• _Задание_:
Продублируйте без изменений фрагмент текста о режиссере Михаиле Левитине: всё от слов «Из спектакля по» и вниз до слов «книжки, какие-то буквы.».

• _Текст документа_:

Режиссер из Черноморска

Из спектакля по Владимиру Маяковскому «О сущности любви»

Михаил Левитин готовит премьеру «Золотого теленка»

Юлия Ларина

Он, как всегда, ставит то, что нельзя поставить. Он ставил, причем успешно, прозу и поэзию Даниила Хармса, черновики Юрия Олеши, повесть Маркеса, куплеты Юлия Кима, роман Юрия Коваля, любовную лирику Владимира Маяковского и даже протоколы следствия по делу о гибели поэта. Он первый и единственный режиссер Жванецкого в драматическом театре и первый на эстраде: в Одессе, откуда они родом, ставил номера Карцеву и Ильченко. Из шестидесяти его спектаклей больше сорока — по произведениям, которых не найдешь в афишах других театров. Как-то в одной телевизионной программе о нем сказали: «Вот режиссер, который поставит даже записную книжку». И попросили — он поставил кусочек записной книжки, какие-то буквы.

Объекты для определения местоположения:
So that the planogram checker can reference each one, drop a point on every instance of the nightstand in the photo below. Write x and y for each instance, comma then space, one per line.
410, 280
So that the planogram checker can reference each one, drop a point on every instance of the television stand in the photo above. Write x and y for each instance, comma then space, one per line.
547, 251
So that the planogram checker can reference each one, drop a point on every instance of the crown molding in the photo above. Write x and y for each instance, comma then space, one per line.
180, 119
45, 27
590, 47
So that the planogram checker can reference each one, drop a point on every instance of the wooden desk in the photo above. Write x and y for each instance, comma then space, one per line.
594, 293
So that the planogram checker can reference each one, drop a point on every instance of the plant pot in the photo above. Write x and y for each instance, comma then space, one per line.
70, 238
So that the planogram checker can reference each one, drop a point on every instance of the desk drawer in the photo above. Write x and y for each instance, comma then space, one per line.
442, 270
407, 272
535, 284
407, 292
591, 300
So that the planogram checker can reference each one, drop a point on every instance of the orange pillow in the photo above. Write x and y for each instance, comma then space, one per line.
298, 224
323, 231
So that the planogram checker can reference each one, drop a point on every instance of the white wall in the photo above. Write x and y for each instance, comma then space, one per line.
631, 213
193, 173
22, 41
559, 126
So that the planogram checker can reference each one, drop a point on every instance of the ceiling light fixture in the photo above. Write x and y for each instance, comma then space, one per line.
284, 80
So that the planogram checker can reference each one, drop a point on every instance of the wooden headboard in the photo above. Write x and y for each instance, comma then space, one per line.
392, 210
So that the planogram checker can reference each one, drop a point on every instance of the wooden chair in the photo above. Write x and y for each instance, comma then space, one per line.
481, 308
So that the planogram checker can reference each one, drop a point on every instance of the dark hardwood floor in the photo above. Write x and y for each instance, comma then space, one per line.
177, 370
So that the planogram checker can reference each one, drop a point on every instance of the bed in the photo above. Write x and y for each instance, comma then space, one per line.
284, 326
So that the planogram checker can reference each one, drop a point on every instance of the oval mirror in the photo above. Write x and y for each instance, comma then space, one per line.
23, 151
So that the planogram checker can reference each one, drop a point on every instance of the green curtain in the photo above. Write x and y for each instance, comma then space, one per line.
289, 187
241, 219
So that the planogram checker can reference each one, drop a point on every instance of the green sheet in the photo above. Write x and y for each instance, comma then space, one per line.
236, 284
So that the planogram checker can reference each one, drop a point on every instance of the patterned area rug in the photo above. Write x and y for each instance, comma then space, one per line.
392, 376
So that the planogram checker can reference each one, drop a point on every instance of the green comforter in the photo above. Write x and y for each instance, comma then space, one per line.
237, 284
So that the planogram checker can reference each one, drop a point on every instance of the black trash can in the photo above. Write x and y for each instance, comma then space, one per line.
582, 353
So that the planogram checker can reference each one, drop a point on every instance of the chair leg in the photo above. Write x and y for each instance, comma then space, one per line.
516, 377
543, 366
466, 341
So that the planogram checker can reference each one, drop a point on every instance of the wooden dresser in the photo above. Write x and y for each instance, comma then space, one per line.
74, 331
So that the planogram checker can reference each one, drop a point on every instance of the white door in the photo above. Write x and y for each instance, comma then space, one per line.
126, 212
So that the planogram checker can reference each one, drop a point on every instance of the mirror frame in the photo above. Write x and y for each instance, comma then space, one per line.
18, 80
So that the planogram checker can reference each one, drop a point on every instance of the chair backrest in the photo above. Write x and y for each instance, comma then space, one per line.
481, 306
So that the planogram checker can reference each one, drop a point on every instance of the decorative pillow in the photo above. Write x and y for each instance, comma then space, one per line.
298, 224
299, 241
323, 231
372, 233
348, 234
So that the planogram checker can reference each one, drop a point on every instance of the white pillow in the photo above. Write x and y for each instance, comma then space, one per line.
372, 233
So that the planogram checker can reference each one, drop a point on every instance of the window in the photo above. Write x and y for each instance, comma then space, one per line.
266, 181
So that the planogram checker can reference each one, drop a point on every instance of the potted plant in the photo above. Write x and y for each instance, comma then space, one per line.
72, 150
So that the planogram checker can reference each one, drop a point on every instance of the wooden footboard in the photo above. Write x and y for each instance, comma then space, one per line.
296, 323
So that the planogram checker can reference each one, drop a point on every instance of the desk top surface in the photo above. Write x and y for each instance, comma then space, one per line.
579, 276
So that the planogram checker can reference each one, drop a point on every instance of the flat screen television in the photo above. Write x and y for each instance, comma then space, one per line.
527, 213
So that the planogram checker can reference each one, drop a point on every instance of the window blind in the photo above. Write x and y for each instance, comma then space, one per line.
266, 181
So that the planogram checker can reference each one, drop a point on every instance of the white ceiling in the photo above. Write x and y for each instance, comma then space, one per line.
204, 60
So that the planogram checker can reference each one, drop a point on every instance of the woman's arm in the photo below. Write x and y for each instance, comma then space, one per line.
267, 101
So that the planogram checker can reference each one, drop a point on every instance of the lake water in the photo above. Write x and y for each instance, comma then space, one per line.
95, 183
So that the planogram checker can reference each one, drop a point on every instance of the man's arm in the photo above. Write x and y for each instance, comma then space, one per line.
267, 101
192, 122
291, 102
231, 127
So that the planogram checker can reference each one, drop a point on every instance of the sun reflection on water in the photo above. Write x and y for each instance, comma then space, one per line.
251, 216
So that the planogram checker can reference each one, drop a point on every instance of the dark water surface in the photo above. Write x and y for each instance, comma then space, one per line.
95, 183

• _Результат выполнения_:
Из спектакля по Владимиру Маяковскому «О сущности любви»

Михаил Левитин готовит премьеру «Золотого теленка»

Юлия Ларина

Он, как всегда, ставит то, что нельзя поставить. Он ставил, причем успешно, прозу и поэзию Даниила Хармса, черновики Юрия Олеши, повесть Маркеса, куплеты Юлия Кима, роман Юрия Коваля, любовную лирику Владимира Маяковского и даже протоколы следствия по делу о гибели поэта. Он первый и единственный режиссер Жванецкого в драматическом театре и первый на эстраде: в Одессе, откуда они родом, ставил номера Карцеву и Ильченко. Из шестидесяти его спектаклей больше сорока — по произведениям, которых не найдешь в афишах других театров. Как-то в одной телевизионной программе о нем сказали: «Вот режиссер, который поставит даже записную книжку». И попросили — он поставил кусочек записной книжки, какие-то буквы.